### DATA PROVIDED

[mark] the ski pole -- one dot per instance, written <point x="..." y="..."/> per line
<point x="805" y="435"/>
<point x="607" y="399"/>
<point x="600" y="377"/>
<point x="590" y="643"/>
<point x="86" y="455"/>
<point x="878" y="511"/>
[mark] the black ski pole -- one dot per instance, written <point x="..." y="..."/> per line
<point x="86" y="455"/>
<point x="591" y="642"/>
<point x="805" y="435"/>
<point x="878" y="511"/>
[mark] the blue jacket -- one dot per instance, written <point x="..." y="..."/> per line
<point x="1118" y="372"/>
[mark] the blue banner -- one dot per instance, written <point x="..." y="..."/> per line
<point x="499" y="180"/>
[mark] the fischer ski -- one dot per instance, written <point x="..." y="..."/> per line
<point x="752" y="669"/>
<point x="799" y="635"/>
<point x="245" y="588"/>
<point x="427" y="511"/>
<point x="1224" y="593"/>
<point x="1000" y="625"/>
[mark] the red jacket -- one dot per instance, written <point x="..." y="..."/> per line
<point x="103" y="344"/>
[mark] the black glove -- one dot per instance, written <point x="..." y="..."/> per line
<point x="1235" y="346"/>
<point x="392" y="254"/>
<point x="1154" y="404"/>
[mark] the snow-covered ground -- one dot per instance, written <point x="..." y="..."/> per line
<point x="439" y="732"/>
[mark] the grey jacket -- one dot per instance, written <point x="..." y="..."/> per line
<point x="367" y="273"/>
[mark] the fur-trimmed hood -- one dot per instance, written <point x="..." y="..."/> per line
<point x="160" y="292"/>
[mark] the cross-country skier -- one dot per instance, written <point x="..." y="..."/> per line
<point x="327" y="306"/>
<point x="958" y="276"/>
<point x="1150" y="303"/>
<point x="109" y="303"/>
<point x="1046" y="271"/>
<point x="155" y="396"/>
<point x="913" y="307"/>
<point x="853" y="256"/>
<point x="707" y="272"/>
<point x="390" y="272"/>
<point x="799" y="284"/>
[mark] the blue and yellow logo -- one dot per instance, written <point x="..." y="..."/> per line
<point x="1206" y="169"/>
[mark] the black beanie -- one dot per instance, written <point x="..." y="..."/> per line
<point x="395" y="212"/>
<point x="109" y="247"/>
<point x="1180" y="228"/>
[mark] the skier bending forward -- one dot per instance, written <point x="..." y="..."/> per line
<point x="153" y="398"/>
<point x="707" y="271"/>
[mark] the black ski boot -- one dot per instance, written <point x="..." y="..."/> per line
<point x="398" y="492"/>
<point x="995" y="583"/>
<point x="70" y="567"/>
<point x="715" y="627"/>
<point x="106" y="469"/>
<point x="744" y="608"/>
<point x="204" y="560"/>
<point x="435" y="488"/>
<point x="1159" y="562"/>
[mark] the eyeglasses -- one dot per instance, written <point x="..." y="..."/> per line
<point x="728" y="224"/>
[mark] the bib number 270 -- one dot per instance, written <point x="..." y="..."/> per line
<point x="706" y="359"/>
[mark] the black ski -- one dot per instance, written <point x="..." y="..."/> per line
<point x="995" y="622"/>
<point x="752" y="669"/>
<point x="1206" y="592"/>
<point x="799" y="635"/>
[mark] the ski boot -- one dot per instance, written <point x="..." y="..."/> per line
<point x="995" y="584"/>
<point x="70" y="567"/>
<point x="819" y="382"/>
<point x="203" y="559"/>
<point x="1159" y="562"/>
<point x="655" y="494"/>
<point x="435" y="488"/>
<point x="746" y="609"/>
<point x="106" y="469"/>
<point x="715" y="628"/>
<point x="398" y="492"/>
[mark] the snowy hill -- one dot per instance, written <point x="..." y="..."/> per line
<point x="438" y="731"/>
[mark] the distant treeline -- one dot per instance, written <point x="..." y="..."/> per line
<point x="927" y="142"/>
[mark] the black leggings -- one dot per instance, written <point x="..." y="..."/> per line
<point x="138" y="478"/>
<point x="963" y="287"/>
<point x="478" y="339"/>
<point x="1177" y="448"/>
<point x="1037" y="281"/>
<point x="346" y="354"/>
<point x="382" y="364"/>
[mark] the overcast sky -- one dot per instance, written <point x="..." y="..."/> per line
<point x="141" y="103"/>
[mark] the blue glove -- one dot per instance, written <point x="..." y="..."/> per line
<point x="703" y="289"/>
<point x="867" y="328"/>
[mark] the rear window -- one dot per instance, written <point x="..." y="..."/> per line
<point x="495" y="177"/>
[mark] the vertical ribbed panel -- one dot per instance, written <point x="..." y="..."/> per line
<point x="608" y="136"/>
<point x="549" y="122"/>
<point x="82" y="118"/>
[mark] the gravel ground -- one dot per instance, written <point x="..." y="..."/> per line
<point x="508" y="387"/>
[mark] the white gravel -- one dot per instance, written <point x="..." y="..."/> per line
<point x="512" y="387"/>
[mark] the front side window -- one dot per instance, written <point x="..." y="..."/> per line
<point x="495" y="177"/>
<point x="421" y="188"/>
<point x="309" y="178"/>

######

- SET TASK -
Write out all of the records above line for line, with no changes.

- RESPONSE TO THE EXERCISE -
[mark] the ski pole -- one dot per instance, written <point x="..." y="..."/> per line
<point x="805" y="435"/>
<point x="607" y="399"/>
<point x="600" y="377"/>
<point x="590" y="643"/>
<point x="86" y="455"/>
<point x="878" y="511"/>
[mark] the black ski pole -- one dot per instance, written <point x="..." y="..."/> per line
<point x="86" y="455"/>
<point x="591" y="642"/>
<point x="805" y="435"/>
<point x="878" y="511"/>
[mark] the blue jacket -- one dot per instance, written <point x="..." y="..."/> per line
<point x="1118" y="372"/>
[mark] the blue banner -- one dot per instance, written <point x="..." y="..."/> per line
<point x="499" y="180"/>
[mark] the fischer ski -- one dot per instance, written <point x="..." y="..."/> per line
<point x="752" y="669"/>
<point x="799" y="635"/>
<point x="245" y="588"/>
<point x="427" y="511"/>
<point x="1224" y="593"/>
<point x="1000" y="625"/>
[mark] the red jacket -- one dot per instance, written <point x="..." y="..."/> per line
<point x="103" y="344"/>
[mark] the black glove -- one dot per instance, written <point x="..." y="..."/> per line
<point x="1235" y="346"/>
<point x="392" y="254"/>
<point x="1154" y="404"/>
[mark] the snow-covered ground -- one dot per instance, written <point x="..." y="..."/> per line
<point x="439" y="732"/>
[mark] the grey jacket -- one dot per instance, written <point x="..." y="..."/> per line
<point x="367" y="273"/>
[mark] the fur-trimmed hood -- one dot per instance, written <point x="..." y="..."/> per line
<point x="160" y="292"/>
[mark] the cross-country skier -- one dot per instance, written <point x="..." y="..."/> per line
<point x="327" y="306"/>
<point x="958" y="276"/>
<point x="1150" y="303"/>
<point x="109" y="303"/>
<point x="1046" y="271"/>
<point x="155" y="396"/>
<point x="913" y="307"/>
<point x="853" y="256"/>
<point x="707" y="272"/>
<point x="390" y="272"/>
<point x="799" y="284"/>
[mark] the blue and yellow logo -- one dot per instance, written <point x="..." y="..."/> per line
<point x="1206" y="169"/>
[mark] the black beanie -- one dot per instance, written <point x="..." y="..."/> per line
<point x="395" y="212"/>
<point x="109" y="247"/>
<point x="1180" y="228"/>
[mark] the skier bending forward -- one dot per instance, written <point x="..." y="..."/> per line
<point x="153" y="398"/>
<point x="707" y="271"/>
[mark] the black ski boot -- one dot per instance, written <point x="..." y="..."/> per line
<point x="398" y="492"/>
<point x="995" y="583"/>
<point x="70" y="567"/>
<point x="715" y="627"/>
<point x="106" y="469"/>
<point x="744" y="608"/>
<point x="204" y="560"/>
<point x="435" y="488"/>
<point x="1159" y="562"/>
[mark] the eyeglasses -- one dot per instance, written <point x="..." y="..."/> per line
<point x="728" y="224"/>
[mark] the bib number 270 -- one dot per instance, written <point x="..." y="..."/> per line
<point x="706" y="359"/>
[mark] the black ski -- one dot per instance, written <point x="..." y="..."/> per line
<point x="995" y="622"/>
<point x="752" y="669"/>
<point x="1206" y="592"/>
<point x="799" y="635"/>
[mark] the ski boot -- one dot per instance, written <point x="..." y="..."/> per line
<point x="995" y="584"/>
<point x="70" y="567"/>
<point x="819" y="382"/>
<point x="203" y="559"/>
<point x="1159" y="562"/>
<point x="655" y="494"/>
<point x="435" y="488"/>
<point x="746" y="609"/>
<point x="106" y="469"/>
<point x="715" y="628"/>
<point x="398" y="492"/>
[mark] the snowy hill -- one dot per instance, written <point x="..." y="..."/> per line
<point x="438" y="731"/>
[mark] the distant treeline -- one dot per instance, written <point x="..." y="..."/> per line
<point x="927" y="142"/>
[mark] the black leggings -- one dot per instance, written <point x="..." y="..."/> per line
<point x="138" y="478"/>
<point x="963" y="287"/>
<point x="478" y="339"/>
<point x="1177" y="448"/>
<point x="1037" y="281"/>
<point x="346" y="354"/>
<point x="382" y="364"/>
[mark] the overcast sky -- one dot per instance, written <point x="..." y="..."/> per line
<point x="141" y="103"/>
[mark] the blue glove -- one dot per instance, written <point x="..." y="..."/> per line
<point x="703" y="289"/>
<point x="867" y="328"/>
[mark] the rear window -- one dot per instance, written <point x="..." y="..."/> per line
<point x="495" y="177"/>
[mark] the vertical ribbed panel -- one dot per instance, written <point x="..." y="..."/> per line
<point x="608" y="136"/>
<point x="549" y="122"/>
<point x="82" y="118"/>
[mark] the gravel ground -- one dot per instance, written <point x="..." y="..."/> per line
<point x="508" y="387"/>
[mark] the white gravel -- one dot per instance, written <point x="..." y="..."/> per line
<point x="512" y="387"/>
[mark] the front side window -- one dot per instance, written <point x="..." y="..."/> per line
<point x="495" y="177"/>
<point x="421" y="188"/>
<point x="309" y="178"/>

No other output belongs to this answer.